» WHAT IS ASKED
Please pick out every line in the entries below that contains the word "window" and copy each one unchanged.

##### DATA RECORDS

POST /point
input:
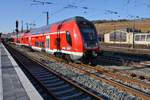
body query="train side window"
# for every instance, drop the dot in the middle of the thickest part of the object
(143, 37)
(68, 37)
(137, 38)
(47, 43)
(148, 37)
(36, 43)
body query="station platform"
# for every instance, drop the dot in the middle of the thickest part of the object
(14, 85)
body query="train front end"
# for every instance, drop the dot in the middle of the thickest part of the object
(90, 39)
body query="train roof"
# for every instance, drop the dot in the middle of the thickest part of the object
(46, 29)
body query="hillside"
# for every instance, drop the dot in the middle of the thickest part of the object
(102, 28)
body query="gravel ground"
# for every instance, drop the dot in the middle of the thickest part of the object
(144, 71)
(99, 86)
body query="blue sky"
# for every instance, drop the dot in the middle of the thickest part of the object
(12, 10)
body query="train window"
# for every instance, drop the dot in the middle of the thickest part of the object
(68, 37)
(148, 37)
(47, 43)
(41, 44)
(137, 37)
(143, 37)
(36, 43)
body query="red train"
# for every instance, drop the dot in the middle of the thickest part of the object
(75, 38)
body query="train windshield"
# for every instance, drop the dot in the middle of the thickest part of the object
(88, 34)
(88, 31)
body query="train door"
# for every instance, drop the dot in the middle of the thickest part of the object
(47, 44)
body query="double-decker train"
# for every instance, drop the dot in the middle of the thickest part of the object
(74, 38)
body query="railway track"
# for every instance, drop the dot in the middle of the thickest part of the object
(96, 73)
(53, 84)
(111, 79)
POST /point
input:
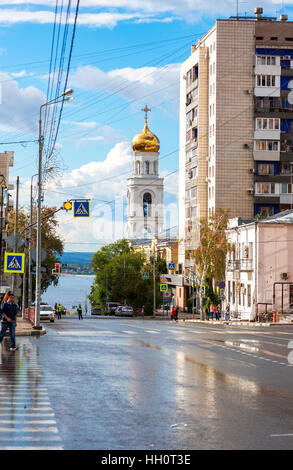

##########

» RESULT
body query="train side window"
body query="train window"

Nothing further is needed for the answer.